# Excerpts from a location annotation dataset

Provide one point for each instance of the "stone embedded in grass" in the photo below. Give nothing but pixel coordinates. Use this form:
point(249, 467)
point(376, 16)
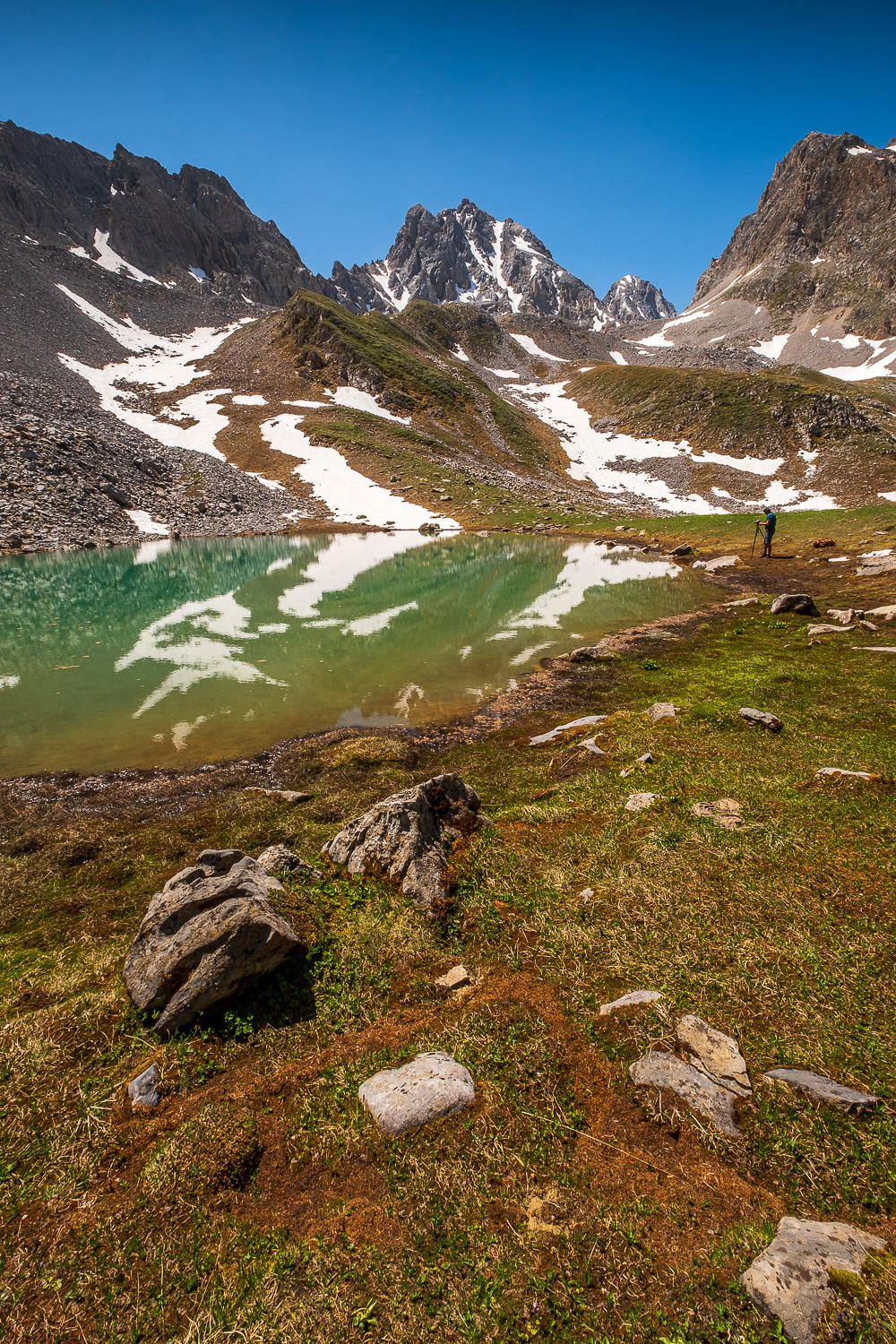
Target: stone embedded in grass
point(400, 839)
point(724, 812)
point(640, 801)
point(715, 1054)
point(277, 857)
point(825, 1091)
point(284, 795)
point(203, 937)
point(659, 711)
point(215, 1150)
point(567, 728)
point(664, 1070)
point(797, 602)
point(790, 1279)
point(761, 719)
point(831, 771)
point(454, 978)
point(142, 1090)
point(637, 996)
point(432, 1086)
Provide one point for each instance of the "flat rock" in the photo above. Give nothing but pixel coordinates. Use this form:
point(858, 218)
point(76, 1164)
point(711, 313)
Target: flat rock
point(142, 1090)
point(401, 839)
point(798, 602)
point(567, 728)
point(277, 857)
point(592, 653)
point(640, 801)
point(825, 1091)
point(659, 711)
point(721, 562)
point(761, 718)
point(203, 937)
point(454, 978)
point(790, 1279)
point(831, 771)
point(284, 795)
point(724, 812)
point(430, 1088)
point(715, 1054)
point(637, 996)
point(704, 1097)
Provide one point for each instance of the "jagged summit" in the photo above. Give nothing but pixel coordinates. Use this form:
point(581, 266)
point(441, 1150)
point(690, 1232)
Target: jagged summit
point(634, 300)
point(468, 255)
point(132, 217)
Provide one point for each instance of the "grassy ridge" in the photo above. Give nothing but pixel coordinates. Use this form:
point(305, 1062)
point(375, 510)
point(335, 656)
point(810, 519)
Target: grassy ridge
point(556, 1207)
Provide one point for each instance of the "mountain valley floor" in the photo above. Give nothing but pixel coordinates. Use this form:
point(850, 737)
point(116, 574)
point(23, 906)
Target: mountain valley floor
point(258, 1201)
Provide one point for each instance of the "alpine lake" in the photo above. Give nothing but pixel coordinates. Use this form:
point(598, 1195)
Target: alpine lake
point(171, 655)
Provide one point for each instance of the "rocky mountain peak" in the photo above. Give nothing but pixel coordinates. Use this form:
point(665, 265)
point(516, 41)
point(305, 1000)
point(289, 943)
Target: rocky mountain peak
point(634, 300)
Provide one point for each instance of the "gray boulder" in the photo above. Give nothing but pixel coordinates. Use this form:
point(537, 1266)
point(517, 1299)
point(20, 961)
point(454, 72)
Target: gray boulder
point(277, 857)
point(400, 839)
point(142, 1090)
point(204, 935)
point(798, 602)
point(430, 1088)
point(761, 719)
point(825, 1091)
point(664, 1070)
point(790, 1279)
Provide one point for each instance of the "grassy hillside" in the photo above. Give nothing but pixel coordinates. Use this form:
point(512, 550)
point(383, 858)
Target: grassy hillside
point(261, 1202)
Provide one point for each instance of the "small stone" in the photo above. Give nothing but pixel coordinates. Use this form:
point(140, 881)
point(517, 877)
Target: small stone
point(144, 1089)
point(798, 602)
point(664, 1070)
point(724, 812)
point(761, 718)
point(432, 1086)
point(659, 711)
point(454, 978)
point(825, 1090)
point(790, 1279)
point(592, 653)
point(831, 771)
point(640, 801)
point(637, 996)
point(715, 1054)
point(277, 857)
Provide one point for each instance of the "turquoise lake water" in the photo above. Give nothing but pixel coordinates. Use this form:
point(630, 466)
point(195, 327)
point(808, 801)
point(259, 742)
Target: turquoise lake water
point(168, 655)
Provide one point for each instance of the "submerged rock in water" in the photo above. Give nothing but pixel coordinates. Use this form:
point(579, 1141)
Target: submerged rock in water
point(791, 1277)
point(209, 932)
point(401, 839)
point(430, 1088)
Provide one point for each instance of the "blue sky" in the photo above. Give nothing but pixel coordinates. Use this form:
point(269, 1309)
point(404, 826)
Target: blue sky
point(629, 137)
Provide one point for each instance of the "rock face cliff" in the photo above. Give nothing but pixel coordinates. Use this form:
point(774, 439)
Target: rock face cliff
point(134, 218)
point(821, 241)
point(466, 255)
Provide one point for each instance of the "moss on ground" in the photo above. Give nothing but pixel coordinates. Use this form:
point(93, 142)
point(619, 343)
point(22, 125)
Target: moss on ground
point(556, 1207)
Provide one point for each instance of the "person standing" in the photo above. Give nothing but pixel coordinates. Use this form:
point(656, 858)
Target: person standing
point(771, 521)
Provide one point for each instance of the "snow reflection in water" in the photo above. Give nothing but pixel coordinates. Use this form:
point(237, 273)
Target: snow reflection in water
point(169, 655)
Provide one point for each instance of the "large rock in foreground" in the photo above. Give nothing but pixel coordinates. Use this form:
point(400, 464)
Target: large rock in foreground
point(430, 1088)
point(204, 935)
point(401, 839)
point(790, 1279)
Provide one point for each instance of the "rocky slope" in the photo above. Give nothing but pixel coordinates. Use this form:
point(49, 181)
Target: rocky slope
point(810, 277)
point(466, 255)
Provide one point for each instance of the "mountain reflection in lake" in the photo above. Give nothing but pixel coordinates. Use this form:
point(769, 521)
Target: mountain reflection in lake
point(171, 655)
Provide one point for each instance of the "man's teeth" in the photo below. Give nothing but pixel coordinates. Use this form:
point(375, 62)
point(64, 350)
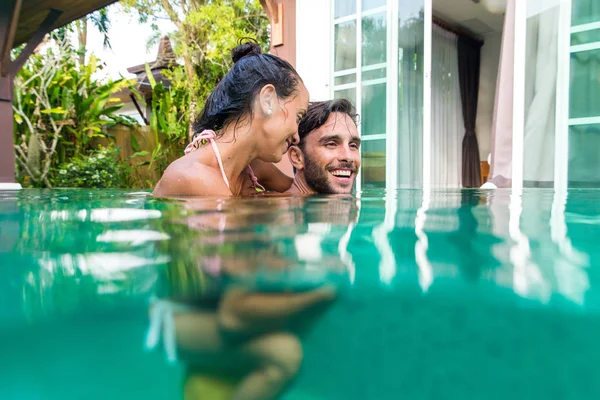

# What to produce
Reproduce the items from the start through the line containing "point(704, 1097)", requests included and pictures omitted. Multiply every coordinate in the answers by 2.25 and round to whole numbers, halves up, but leave the numbers in the requests and their format samples unchanged.

# Worked solution
Provide one point for each instance of the "stone embedded in grass" in the photo below. Give nothing but pixel coordinates. Use this form:
point(249, 467)
point(376, 16)
Target: stone embedded in grass
point(900, 1888)
point(1629, 1827)
point(1440, 1802)
point(1609, 2372)
point(623, 1928)
point(1856, 2455)
point(639, 1789)
point(457, 2108)
point(1483, 1600)
point(484, 2588)
point(1276, 1638)
point(1494, 2408)
point(1793, 1355)
point(1778, 2878)
point(1712, 1618)
point(1870, 1735)
point(1022, 2201)
point(320, 2453)
point(1433, 2241)
point(972, 2444)
Provide one point for each instance of the "flat rock" in the photo above. Give nothing but pixel coordinates. Use this form:
point(858, 218)
point(76, 1164)
point(711, 313)
Target: flat rock
point(320, 2453)
point(902, 1888)
point(1796, 1355)
point(1276, 1638)
point(623, 1928)
point(1332, 1469)
point(1440, 1802)
point(1856, 2455)
point(1483, 1600)
point(1622, 1265)
point(1712, 1616)
point(457, 2108)
point(1022, 2201)
point(1778, 2878)
point(1870, 1735)
point(639, 1789)
point(1629, 1827)
point(968, 2448)
point(1609, 2372)
point(1433, 2241)
point(1584, 2468)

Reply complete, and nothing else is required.